___ PROVIDED INFORMATION ___

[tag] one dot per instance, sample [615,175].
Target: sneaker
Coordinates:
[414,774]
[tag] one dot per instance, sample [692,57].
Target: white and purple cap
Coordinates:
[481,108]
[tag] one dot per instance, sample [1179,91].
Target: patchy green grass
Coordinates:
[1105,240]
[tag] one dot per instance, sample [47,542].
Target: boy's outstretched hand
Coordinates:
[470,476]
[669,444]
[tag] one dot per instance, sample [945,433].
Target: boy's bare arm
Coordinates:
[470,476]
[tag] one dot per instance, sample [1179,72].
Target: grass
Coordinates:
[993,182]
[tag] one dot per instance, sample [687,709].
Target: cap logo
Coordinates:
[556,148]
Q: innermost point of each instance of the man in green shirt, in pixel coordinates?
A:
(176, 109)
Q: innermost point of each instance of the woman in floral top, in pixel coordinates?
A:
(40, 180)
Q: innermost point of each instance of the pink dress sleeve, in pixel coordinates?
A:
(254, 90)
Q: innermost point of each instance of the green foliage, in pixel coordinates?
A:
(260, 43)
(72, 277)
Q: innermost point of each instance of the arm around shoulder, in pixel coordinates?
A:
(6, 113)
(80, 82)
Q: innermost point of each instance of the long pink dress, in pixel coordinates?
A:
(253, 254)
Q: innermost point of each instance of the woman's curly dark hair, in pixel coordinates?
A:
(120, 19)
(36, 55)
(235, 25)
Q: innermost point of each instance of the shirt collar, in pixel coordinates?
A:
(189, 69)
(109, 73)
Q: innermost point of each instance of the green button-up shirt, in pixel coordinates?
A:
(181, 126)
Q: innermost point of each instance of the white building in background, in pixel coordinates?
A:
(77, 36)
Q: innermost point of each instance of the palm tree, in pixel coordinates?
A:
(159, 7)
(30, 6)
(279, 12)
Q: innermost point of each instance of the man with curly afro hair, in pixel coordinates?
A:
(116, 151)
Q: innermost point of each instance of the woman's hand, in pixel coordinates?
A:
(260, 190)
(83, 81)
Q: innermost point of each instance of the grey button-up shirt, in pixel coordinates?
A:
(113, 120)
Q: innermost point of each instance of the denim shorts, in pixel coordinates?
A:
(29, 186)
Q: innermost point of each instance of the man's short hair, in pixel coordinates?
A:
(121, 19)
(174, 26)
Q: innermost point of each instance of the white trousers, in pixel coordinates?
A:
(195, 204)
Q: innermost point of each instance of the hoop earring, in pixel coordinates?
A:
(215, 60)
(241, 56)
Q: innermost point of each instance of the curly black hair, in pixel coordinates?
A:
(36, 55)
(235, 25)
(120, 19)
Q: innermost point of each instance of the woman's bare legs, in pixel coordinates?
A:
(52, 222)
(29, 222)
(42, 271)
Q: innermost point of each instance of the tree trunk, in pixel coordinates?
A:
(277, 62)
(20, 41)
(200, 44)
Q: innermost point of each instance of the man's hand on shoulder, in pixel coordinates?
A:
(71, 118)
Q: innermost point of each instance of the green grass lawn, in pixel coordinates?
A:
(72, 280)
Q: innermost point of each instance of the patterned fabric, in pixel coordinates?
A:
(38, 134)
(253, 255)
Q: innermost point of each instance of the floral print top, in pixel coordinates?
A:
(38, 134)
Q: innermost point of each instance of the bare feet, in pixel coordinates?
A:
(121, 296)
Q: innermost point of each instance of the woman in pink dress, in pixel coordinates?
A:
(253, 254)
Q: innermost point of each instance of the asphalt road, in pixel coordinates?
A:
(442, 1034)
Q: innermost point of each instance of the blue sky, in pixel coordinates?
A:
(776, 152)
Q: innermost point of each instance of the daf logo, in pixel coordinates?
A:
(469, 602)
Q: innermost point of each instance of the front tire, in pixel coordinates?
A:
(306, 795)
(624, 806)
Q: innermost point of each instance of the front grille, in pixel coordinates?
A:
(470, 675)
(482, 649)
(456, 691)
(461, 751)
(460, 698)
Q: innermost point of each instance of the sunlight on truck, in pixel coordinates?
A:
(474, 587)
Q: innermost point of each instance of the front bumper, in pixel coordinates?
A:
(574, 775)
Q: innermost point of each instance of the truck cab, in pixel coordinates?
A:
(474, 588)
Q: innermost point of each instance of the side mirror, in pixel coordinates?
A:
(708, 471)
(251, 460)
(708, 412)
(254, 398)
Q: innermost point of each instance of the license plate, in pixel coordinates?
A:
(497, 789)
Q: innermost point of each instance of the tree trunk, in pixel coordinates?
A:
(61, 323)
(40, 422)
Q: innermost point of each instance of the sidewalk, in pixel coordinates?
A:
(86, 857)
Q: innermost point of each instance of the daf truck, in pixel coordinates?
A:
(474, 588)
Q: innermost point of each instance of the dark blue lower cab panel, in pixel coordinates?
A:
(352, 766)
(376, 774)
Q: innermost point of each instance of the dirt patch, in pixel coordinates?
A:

___

■ WHAT IS REQUIRED ■
Each record above should be repeated exactly.

■ ANSWER TO THE PROBLEM ■
[tag] one dot per instance, sample [615,175].
Target: sneaker
Coordinates:
[414,774]
[tag] one dot per instance, sample [692,57].
Target: white and purple cap
Coordinates:
[481,108]
[tag] one dot per instance, sample [1179,91].
Target: patchy green grass
Coordinates:
[1105,240]
[tag] one dot per instance, sample [47,542].
Target: boy's outstretched hand
Coordinates:
[470,476]
[669,444]
[tag] one dot per instance, sample [945,433].
Target: boy's bare arm
Coordinates:
[470,476]
[tag] one dot per instance, sample [1179,72].
Target: grass
Coordinates:
[993,182]
[tag] one dot per instance, sample [687,709].
Target: cap logo
Coordinates:
[556,148]
Q: innermost point of each instance of the man in green shirt, in pixel coordinates?
A:
(176, 109)
Q: innermost point of each instance of the woman in floral top, in pixel coordinates?
A:
(40, 180)
Q: innermost point of each instance of the pink dress sleeve, in pixel coordinates?
A:
(254, 90)
Q: innermost point of each instance of the green foliage, in pixel coordinates?
A:
(260, 43)
(72, 277)
Q: innermost point of each instance of the arm around shoulder, in pixel coordinates?
A:
(6, 113)
(80, 82)
Q: innermost point of each instance of the long pink dress, in pixel coordinates?
A:
(253, 254)
Q: innermost point of each instance of the woman's curly dark hair, in pixel coordinates?
A:
(120, 19)
(36, 55)
(235, 25)
Q: innermost point of each instance of the shirt collar, in pixel coordinates?
A:
(189, 69)
(109, 73)
Q: innermost point of each instance of the green button-up shirt, in pixel coordinates?
A:
(181, 126)
Q: innermost point of each instance of the white building in background, in pixel coordinates?
A:
(77, 36)
Q: innermost point of each instance of the palm tree, in pixel coordinates?
A:
(159, 7)
(30, 6)
(279, 12)
Q: innermost point of each instance of the man with curly afro hair, in pixel coordinates?
A:
(116, 151)
Q: innermost point of each instance of the woman's hand, in pixel coordinates?
A:
(260, 190)
(83, 81)
Q: innermost point of each instance of the grey button-up shirt, in pixel coordinates?
A:
(113, 120)
Q: innermost point of each instance of the denim shorts, in pixel coordinates?
A:
(29, 186)
Q: innermost point of each instance of the man's short hair, in pixel coordinates?
A:
(121, 19)
(174, 26)
Q: innermost point of each instance of the white trousers, in pixel coordinates?
A:
(195, 204)
Q: innermost point of each instance of the hoop earring, in pixel coordinates?
A:
(215, 60)
(241, 56)
Q: innermost point of each instance of the curly black hair, in pixel coordinates?
A:
(36, 55)
(235, 25)
(120, 19)
Q: innermost point of each instance of the woman's bare legs, in pixel coordinates?
A:
(52, 222)
(29, 222)
(42, 271)
Q: innermost point of each instance of the tree trunk, in pixel coordinates?
A:
(277, 62)
(20, 41)
(200, 44)
Q: innermost point of each instance of the man's hand on shoulder, in pixel coordinates?
A:
(71, 118)
Q: innermost point of each instance of the green grass lawn, in pixel coordinates?
A:
(72, 280)
Q: innermost point of each instance of the patterned fabric, in pixel coordinates?
A:
(38, 134)
(253, 255)
Q: innermost point of each instance of the floral print top, in pixel coordinates?
A:
(38, 134)
Q: innermost point of each instance of the bare feet, in pixel coordinates?
A:
(121, 296)
Q: innermost point of each instance of the woman in pink dress, in pixel coordinates?
A:
(253, 254)
Q: innermost point of each instance of the asphalt road, in pixel coordinates?
A:
(442, 1034)
Q: innermost point of each instance of the blue sky, in pixel coordinates?
A:
(776, 152)
Q: innermost point of each instance of the daf logo, in pixel coordinates?
A:
(469, 602)
Q: innermost point of each instance of the front tire, in pixel coordinates?
A:
(306, 795)
(624, 806)
Q: innermost point of each instance of the front grille, in pixel coordinates?
A:
(470, 675)
(482, 649)
(456, 691)
(461, 751)
(460, 698)
Q: innermost point of each instance of the sunlight on truck, in pixel coordinates?
A:
(474, 587)
Q: innermost point of each instance of the front bumper, in pixel coordinates?
A:
(574, 775)
Q: innermost point of each instance of the truck cab, in pixel coordinates?
A:
(474, 588)
Q: innermost point of each instance of the side mirror, in pixel coordinates?
A:
(708, 471)
(251, 460)
(708, 412)
(254, 398)
Q: innermost point of each instance of the license plate, in pixel coordinates?
A:
(497, 789)
Q: innermost point of each instance of the tree trunk, in pixel coordinates?
A:
(61, 323)
(40, 422)
Q: innermost point of each instance of the sidewalk, in pixel coordinates?
A:
(86, 857)
Q: innermost point of each instance of the daf truck, in pixel coordinates?
A:
(474, 588)
Q: innermost point of each instance of the dark blue lower cab panel, in pixel coordinates?
A:
(352, 766)
(376, 774)
Q: innermost point of each instance of the dirt patch, in pixel coordinates?
A:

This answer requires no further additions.